>>>

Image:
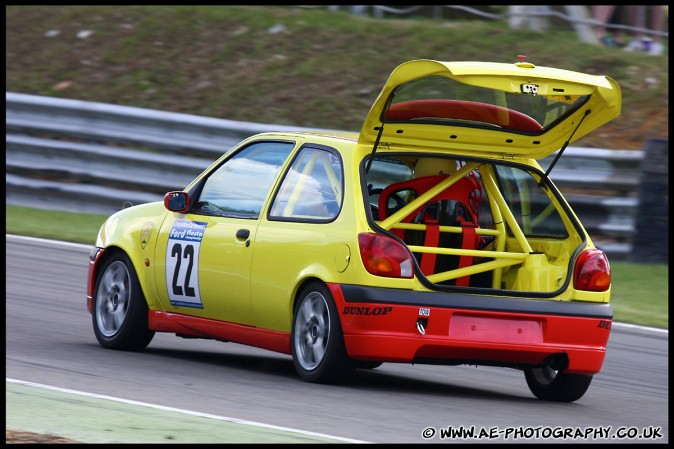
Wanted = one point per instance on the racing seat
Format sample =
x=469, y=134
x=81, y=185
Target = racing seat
x=457, y=205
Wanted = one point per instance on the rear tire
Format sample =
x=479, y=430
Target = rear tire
x=549, y=384
x=120, y=312
x=317, y=345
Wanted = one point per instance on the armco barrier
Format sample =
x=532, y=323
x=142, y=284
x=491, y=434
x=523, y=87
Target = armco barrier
x=86, y=157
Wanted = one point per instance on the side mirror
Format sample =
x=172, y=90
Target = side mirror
x=177, y=201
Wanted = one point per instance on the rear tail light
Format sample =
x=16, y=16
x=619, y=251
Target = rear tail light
x=592, y=271
x=384, y=256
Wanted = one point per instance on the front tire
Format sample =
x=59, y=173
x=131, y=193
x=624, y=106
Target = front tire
x=317, y=345
x=549, y=384
x=120, y=312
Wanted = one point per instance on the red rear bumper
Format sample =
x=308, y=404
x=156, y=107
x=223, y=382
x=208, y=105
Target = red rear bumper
x=395, y=326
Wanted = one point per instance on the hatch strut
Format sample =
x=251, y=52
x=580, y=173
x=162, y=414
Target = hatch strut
x=374, y=148
x=545, y=176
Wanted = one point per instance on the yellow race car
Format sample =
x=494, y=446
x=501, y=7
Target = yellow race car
x=432, y=236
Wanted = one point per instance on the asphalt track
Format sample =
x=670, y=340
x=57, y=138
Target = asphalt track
x=90, y=418
x=59, y=381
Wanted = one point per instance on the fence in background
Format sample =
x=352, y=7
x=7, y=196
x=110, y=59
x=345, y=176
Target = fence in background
x=91, y=157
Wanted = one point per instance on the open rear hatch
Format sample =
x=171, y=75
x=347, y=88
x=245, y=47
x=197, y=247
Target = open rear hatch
x=446, y=180
x=489, y=108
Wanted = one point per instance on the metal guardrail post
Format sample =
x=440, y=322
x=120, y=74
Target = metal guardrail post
x=651, y=239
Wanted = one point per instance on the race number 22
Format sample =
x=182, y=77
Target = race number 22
x=182, y=263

<<<

_What the task requires_:
Reproduce the stretch of the records from the line containing "Wanted = one point per instance on the side" through the line containing "x=91, y=157", substituting "hatch hinge" for "hatch strut" and leaving everything else unchanged. Give only those lines.

_Exercise response_:
Wanted = one point per instance on the side mirror
Format sample =
x=172, y=90
Target = side mirror
x=177, y=201
Wanted = one point per instance on the rear tail light
Format sample =
x=16, y=16
x=619, y=251
Target = rear tail light
x=592, y=271
x=384, y=256
Wanted = one point per instance on the front tire
Format sample =
x=59, y=173
x=131, y=193
x=624, y=106
Target = front tire
x=317, y=345
x=549, y=384
x=120, y=312
Wanted = one point per instance on the red rear bumper
Format sample =
x=308, y=404
x=156, y=107
x=223, y=382
x=208, y=105
Target = red rear bumper
x=395, y=326
Wanted = one point per instance on the hatch hinge
Format sample =
x=251, y=52
x=580, y=173
x=162, y=414
Target = hatch hinge
x=374, y=148
x=545, y=176
Wanted = one point per instance on the yellow race car
Format sample =
x=494, y=446
x=501, y=7
Target = yellow race car
x=432, y=236
Wanted = one point per instance on the asphalt track
Format sample =
x=670, y=340
x=57, y=138
Target = asphalt track
x=90, y=418
x=59, y=381
Wanted = one point per instance on the fence in background
Format sample =
x=352, y=7
x=7, y=196
x=110, y=59
x=345, y=176
Target = fence in background
x=91, y=157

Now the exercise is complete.